start
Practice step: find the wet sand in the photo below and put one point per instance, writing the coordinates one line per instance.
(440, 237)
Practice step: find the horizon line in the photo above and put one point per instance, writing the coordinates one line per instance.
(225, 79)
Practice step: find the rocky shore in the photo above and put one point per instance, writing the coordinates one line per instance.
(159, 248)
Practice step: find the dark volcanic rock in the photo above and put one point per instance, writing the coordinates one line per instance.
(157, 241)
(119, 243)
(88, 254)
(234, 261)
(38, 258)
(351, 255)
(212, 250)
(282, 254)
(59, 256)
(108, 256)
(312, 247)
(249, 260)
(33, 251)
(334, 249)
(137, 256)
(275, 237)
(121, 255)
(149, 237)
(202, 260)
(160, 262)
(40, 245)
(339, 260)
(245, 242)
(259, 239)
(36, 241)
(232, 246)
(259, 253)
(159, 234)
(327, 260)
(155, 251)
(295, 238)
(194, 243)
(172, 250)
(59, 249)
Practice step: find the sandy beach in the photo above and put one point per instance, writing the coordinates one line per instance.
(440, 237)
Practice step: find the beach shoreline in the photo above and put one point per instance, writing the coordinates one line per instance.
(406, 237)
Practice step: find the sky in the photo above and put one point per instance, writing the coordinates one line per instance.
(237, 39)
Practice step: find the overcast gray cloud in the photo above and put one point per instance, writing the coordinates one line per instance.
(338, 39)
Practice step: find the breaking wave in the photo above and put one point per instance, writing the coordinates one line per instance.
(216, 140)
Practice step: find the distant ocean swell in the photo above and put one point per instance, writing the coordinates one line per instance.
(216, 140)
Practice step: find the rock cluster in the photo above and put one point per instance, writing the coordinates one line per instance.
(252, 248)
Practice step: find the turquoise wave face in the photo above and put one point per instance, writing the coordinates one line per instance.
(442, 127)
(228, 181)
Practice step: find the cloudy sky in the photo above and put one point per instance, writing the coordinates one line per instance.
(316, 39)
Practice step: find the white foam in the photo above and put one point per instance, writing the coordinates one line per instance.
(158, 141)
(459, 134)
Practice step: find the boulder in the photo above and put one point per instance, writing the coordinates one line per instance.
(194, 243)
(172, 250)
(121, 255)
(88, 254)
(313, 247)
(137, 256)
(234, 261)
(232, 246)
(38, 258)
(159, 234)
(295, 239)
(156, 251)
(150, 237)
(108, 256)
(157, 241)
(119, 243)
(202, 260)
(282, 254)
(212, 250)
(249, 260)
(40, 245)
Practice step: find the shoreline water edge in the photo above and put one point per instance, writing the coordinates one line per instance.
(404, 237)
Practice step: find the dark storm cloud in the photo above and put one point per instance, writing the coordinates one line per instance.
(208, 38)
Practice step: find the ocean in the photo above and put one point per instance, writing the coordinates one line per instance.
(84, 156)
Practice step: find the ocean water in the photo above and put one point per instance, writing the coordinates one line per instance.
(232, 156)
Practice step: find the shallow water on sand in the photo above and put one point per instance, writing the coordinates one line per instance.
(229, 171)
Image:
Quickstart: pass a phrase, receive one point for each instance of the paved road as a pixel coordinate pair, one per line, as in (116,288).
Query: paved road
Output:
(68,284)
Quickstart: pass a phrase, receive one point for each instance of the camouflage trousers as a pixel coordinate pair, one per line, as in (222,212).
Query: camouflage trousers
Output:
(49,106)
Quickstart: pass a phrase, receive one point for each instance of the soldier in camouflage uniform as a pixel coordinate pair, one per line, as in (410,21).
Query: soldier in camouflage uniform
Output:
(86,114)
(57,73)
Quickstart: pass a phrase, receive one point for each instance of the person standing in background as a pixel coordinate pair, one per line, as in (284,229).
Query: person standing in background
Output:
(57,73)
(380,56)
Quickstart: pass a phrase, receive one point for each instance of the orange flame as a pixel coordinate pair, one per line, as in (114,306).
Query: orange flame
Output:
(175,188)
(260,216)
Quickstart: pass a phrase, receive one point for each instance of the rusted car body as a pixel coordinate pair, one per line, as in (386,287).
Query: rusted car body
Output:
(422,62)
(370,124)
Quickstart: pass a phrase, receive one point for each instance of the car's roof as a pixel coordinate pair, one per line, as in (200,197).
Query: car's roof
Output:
end
▶ Written task
Return all of the lines above word for word, with nothing added or left out.

▶ Result of this task
Practice step: find the wet sand in the photo below and put one point per instance, writing the coordinates one line per instance.
(440, 237)
Practice step: find the horizon line in the photo above and put one point per instance, writing the coordinates one line per instance.
(225, 79)
Practice step: find the rocky shore in the photo above and put one point per instance, writing the coordinates one line per instance.
(159, 248)
Practice step: find the dark volcanic rock in the photo above and put one point per instance, writing the coordinates one line per instance.
(157, 241)
(119, 243)
(88, 254)
(234, 261)
(38, 258)
(351, 255)
(212, 250)
(282, 254)
(59, 256)
(108, 256)
(312, 247)
(249, 260)
(33, 251)
(334, 249)
(137, 256)
(275, 237)
(121, 255)
(149, 237)
(202, 260)
(160, 262)
(40, 245)
(339, 260)
(245, 242)
(259, 239)
(36, 241)
(232, 246)
(259, 253)
(159, 234)
(327, 260)
(155, 251)
(295, 238)
(194, 243)
(172, 250)
(59, 249)
Practice step: find the sandy beach in the photo above and put one point per instance, writing the coordinates one line per instance.
(440, 237)
Practice step: find the beach shoreline in the photo above and put one point per instance, writing the coordinates one line per instance.
(406, 237)
Practice step: find the sky in the photo above and put one point per instance, writing the coordinates one line per instance.
(237, 39)
Practice step: find the overcast gray cloud in the photo above and put one point per instance, writing the coordinates one line per instance.
(338, 39)
Practice step: find the breaking wave in the photo above and put one point per instance, writing the coordinates one line per instance.
(216, 140)
Practice step: find the distant ocean swell in the photo above and put one point per instance, writing the coordinates one line per instance.
(216, 140)
Practice step: find the rock cluster in the photo above and put one point per instance, writing the coordinates one line per instance.
(252, 248)
Practice step: find the turquoise wave face in the photo above and put one point per instance, writing the coordinates one line per instance.
(442, 127)
(228, 181)
Practice step: find the cloudy sky in the photo above and put one point per instance, writing the coordinates one line per instance.
(316, 39)
Practice step: find the white foam in the photo above and put one point per instance, writing the coordinates one line per instance.
(158, 141)
(459, 134)
Practice step: find the boulder in the photo above and put one point per instance, writing the coordinates one line per instance.
(194, 243)
(172, 250)
(121, 255)
(88, 254)
(313, 247)
(137, 256)
(234, 261)
(232, 246)
(38, 258)
(159, 234)
(295, 239)
(156, 251)
(150, 237)
(108, 256)
(157, 241)
(119, 243)
(202, 260)
(282, 254)
(212, 250)
(249, 260)
(40, 245)
Practice step: find the shoreline water edge in the photo above and put one point per instance, writing the coordinates one line per instance.
(404, 237)
Practice step: find the dark storm cloud in the photo above and put one point per instance, writing the coordinates one line per instance.
(208, 38)
Practice step: find the ocean in the photo above and put one point per instance, writing the coordinates one line per instance.
(84, 156)
Practice step: find the ocean water in the photo above and put one point per instance, writing the coordinates one line per instance.
(232, 156)
Practice step: find the shallow water on sand in the photo above and put one point per instance, writing the coordinates one line per instance.
(229, 171)
Image:
Quickstart: pass a phrase, receive one point for each instance of the paved road as a pixel coordinate pair, one per line, as in (116,288).
Query: paved road
Output:
(68,284)
Quickstart: pass a phrase, receive one point for each instance of the camouflage trousers as a pixel coordinate pair, one per line, as in (222,212).
Query: camouflage trousers
Output:
(49,106)
Quickstart: pass a phrase, receive one point for each instance of the soldier in camouflage uniform as a pixel coordinate pair, one per line, as in (410,21).
Query: soldier in camouflage uniform
Output:
(86,114)
(57,73)
Quickstart: pass a phrase, receive one point for each instance of the person standing in background as a pixel coordinate pair, one per line, as in (284,229).
Query: person standing in background
Output:
(57,73)
(380,56)
Quickstart: pass a phrase, receive one point for each instance of the orange flame as a pixel coordinate pair, one per line, as in (114,306).
Query: orange flame
Output:
(175,188)
(260,216)
Quickstart: pass a phrase, receive one point for each instance of the rusted car body as a pixel coordinate pair, one per line, as in (386,287).
Query: rusted car body
Output:
(422,62)
(370,124)
Quickstart: pass a phrase, receive one point for each instance of the car's roof as a pixel coordinate pair, one per line, as in (200,197).
Query: car's roof
Output:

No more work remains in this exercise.